══ TASK MATERIAL
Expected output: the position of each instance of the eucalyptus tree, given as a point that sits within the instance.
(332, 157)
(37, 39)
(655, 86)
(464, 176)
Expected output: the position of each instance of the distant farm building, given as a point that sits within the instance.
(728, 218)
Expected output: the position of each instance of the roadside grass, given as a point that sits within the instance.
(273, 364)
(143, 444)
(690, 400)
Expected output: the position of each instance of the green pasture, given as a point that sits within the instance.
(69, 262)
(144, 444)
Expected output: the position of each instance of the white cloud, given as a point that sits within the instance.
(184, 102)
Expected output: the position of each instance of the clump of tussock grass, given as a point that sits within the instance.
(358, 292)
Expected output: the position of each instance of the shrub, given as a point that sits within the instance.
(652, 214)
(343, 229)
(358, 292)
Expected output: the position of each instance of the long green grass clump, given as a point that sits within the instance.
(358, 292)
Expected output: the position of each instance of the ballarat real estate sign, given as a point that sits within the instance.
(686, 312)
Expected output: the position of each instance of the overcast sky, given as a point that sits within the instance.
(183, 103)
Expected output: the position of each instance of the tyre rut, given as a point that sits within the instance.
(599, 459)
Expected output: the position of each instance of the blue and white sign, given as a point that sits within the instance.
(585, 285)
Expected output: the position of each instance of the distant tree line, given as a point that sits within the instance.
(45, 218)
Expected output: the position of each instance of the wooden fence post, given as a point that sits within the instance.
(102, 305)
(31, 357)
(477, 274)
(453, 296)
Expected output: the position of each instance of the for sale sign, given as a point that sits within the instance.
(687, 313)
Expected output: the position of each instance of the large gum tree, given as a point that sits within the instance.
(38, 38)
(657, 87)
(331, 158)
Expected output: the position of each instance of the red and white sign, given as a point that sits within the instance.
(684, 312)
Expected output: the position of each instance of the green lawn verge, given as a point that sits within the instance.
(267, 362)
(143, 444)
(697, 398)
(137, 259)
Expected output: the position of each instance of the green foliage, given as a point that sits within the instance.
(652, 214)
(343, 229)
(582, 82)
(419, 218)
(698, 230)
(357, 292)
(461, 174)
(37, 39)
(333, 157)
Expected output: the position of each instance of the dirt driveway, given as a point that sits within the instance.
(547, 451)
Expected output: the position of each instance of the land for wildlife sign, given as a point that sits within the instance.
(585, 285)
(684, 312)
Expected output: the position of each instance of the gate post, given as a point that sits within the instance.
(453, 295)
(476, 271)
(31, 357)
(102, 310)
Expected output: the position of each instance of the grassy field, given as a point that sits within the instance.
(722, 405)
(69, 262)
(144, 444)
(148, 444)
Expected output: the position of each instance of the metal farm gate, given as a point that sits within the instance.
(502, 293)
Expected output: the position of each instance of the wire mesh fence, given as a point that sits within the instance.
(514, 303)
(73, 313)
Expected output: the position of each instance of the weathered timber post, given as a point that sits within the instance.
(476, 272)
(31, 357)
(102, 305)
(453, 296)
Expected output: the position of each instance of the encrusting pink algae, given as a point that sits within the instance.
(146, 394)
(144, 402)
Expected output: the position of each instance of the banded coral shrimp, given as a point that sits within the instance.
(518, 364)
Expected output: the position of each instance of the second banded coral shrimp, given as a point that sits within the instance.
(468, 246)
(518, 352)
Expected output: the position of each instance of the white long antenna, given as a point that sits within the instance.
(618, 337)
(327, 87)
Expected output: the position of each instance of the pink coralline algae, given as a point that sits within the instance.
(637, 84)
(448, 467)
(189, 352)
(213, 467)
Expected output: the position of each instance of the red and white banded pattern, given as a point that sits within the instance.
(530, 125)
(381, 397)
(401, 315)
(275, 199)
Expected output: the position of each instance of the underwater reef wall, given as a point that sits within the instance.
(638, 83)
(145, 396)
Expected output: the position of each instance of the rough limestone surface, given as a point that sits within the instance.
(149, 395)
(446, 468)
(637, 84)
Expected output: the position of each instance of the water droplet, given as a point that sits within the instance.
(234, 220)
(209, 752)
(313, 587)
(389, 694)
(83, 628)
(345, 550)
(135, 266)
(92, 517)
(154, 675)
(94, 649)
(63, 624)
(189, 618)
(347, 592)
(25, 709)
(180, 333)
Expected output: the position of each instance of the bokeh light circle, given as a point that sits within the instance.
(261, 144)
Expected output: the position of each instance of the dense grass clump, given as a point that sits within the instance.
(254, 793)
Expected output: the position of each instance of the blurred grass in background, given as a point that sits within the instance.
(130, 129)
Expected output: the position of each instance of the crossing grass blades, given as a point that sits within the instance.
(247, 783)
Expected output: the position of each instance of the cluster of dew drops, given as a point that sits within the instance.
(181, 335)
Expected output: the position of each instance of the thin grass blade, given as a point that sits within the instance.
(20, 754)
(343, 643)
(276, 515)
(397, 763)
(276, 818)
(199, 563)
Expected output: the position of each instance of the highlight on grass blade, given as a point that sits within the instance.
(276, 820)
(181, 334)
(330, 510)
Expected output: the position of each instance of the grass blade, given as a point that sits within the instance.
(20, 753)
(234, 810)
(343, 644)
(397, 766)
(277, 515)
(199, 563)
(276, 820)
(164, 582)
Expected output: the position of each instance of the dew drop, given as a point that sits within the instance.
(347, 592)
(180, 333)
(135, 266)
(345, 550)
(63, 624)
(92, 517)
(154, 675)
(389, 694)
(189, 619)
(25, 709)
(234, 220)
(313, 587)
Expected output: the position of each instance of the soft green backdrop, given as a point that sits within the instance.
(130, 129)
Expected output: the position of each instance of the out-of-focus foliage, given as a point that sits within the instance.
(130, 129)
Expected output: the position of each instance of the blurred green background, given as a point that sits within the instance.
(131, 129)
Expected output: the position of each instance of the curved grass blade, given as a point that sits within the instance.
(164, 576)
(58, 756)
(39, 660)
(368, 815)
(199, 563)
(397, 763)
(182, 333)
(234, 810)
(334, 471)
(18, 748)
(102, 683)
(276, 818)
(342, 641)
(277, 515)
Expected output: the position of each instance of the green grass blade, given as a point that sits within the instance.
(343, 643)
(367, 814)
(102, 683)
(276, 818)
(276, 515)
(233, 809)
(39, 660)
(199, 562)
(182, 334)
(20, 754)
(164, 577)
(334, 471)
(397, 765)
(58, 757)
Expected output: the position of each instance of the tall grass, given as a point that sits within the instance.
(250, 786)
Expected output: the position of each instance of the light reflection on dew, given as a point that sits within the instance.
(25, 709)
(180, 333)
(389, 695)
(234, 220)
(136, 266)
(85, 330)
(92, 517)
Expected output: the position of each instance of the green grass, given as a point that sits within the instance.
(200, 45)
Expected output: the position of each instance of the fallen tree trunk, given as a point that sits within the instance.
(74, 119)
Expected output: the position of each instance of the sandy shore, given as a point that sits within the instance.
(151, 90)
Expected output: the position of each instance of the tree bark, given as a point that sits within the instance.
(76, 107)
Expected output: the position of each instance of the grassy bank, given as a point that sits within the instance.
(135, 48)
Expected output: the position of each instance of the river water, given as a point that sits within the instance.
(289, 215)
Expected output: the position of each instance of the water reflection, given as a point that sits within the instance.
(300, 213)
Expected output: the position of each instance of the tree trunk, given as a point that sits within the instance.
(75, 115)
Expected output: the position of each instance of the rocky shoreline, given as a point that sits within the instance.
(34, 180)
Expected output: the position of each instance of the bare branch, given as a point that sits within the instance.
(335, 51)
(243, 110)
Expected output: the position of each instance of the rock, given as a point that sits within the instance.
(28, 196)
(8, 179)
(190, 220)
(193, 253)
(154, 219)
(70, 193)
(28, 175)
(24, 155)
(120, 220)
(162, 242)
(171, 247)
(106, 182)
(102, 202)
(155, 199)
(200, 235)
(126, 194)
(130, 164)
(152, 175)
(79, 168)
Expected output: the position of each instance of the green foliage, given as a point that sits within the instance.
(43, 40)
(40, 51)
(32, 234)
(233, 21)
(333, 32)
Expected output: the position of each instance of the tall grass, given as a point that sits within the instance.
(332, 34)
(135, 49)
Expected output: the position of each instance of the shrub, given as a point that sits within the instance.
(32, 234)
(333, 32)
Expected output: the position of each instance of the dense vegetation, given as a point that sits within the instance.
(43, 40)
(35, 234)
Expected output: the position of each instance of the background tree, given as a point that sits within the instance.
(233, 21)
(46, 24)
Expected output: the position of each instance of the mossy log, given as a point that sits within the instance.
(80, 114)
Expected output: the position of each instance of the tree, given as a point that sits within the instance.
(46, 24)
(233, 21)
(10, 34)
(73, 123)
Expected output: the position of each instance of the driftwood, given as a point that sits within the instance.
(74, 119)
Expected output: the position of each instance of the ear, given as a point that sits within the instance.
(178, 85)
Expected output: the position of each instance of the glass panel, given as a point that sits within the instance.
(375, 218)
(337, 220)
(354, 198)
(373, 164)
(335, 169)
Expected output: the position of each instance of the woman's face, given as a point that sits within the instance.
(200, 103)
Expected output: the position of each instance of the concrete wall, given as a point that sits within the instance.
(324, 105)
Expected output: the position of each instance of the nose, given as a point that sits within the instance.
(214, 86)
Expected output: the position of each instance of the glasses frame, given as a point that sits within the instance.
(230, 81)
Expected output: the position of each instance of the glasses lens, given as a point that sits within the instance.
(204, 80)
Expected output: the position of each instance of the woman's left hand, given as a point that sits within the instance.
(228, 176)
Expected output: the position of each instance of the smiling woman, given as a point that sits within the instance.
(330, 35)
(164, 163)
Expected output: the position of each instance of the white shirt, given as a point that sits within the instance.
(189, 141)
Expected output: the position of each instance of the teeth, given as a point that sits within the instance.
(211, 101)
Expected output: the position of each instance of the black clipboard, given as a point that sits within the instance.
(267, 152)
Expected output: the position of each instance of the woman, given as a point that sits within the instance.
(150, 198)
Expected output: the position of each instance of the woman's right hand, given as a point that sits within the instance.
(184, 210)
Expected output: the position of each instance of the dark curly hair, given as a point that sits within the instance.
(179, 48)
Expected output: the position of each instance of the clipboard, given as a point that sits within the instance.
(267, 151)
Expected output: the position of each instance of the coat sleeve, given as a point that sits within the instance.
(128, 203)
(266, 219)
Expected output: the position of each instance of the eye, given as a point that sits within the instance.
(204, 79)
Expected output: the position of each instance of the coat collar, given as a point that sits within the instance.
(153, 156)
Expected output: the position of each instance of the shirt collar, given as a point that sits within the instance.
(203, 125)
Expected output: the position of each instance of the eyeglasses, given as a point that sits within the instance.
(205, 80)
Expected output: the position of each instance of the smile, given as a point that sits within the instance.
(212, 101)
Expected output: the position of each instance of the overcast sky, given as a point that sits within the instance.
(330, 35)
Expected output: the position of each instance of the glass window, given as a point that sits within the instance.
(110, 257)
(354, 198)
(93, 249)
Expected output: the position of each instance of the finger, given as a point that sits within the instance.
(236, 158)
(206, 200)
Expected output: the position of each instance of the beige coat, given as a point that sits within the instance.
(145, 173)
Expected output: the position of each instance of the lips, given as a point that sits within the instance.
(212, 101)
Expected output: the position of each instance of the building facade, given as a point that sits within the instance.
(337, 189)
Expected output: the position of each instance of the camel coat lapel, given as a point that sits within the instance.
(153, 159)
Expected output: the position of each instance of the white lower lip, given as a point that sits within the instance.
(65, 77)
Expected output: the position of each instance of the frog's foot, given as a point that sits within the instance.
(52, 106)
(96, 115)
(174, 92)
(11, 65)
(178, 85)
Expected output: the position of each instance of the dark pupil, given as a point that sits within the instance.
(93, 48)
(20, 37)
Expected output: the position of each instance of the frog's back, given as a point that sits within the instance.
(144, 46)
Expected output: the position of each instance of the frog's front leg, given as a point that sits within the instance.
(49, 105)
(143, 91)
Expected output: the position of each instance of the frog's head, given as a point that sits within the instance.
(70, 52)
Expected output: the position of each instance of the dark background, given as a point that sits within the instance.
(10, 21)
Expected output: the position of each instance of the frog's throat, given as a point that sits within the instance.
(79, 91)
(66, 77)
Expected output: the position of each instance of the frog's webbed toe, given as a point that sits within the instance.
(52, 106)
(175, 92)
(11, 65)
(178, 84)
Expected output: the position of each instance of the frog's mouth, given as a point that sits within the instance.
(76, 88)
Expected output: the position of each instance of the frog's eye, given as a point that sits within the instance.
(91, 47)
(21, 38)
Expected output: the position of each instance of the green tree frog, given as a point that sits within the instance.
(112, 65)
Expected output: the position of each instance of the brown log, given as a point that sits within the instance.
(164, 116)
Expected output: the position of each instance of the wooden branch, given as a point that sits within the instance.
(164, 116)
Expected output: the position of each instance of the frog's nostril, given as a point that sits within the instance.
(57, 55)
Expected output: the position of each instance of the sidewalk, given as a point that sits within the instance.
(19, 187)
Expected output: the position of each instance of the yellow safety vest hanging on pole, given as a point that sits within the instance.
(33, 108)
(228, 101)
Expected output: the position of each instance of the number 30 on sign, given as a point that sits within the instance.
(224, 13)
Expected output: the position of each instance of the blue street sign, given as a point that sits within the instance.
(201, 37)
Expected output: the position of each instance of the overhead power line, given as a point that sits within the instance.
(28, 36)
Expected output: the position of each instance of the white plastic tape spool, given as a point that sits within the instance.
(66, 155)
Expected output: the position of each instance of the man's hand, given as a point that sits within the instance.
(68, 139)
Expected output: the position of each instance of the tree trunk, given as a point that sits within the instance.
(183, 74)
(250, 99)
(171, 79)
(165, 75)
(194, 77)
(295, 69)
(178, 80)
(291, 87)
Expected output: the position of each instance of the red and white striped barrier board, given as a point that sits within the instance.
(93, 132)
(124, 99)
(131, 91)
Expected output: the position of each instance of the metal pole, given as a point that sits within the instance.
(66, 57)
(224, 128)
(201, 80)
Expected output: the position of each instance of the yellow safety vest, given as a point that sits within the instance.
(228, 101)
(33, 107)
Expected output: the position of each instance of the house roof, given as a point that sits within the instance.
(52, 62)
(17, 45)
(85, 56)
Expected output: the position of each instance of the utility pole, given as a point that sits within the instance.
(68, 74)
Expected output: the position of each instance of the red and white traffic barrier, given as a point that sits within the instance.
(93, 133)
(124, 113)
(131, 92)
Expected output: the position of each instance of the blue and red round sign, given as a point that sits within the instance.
════
__WORK INSTRUCTION__: Starting from the line that contains "Expected output: the position of each instance of the man's", transcribe each line to the end of the records above. Please add nothing.

__THE ANSWER__:
Expected output: the position of each instance of the man's hand, given as a point that sits within the instance.
(68, 139)
Expected output: the position of each instance of the tree trunk, given as a point that sits within the instance.
(183, 74)
(250, 99)
(171, 79)
(165, 75)
(194, 77)
(295, 69)
(178, 80)
(291, 87)
Expected output: the position of each instance of the red and white striped barrier board, given as a point that sits within the instance.
(93, 132)
(124, 99)
(131, 91)
Expected output: the position of each instance of the metal pole, given as a point that sits within the instance.
(66, 57)
(224, 128)
(201, 80)
Expected output: the position of each instance of the yellow safety vest, given as a point that sits within the instance.
(228, 101)
(33, 107)
Expected output: the position of each instance of the house roof, given as a point that sits within the instance.
(52, 62)
(17, 45)
(85, 56)
Expected output: the position of each instance of the utility pole, given as a point that sits within the instance.
(68, 74)
Expected output: the position of each instance of the red and white traffic barrier, given as a point that sits within the instance.
(93, 133)
(124, 113)
(131, 92)
Expected output: the position of each instance of the blue and red round sign, given as a point that sits within the instance.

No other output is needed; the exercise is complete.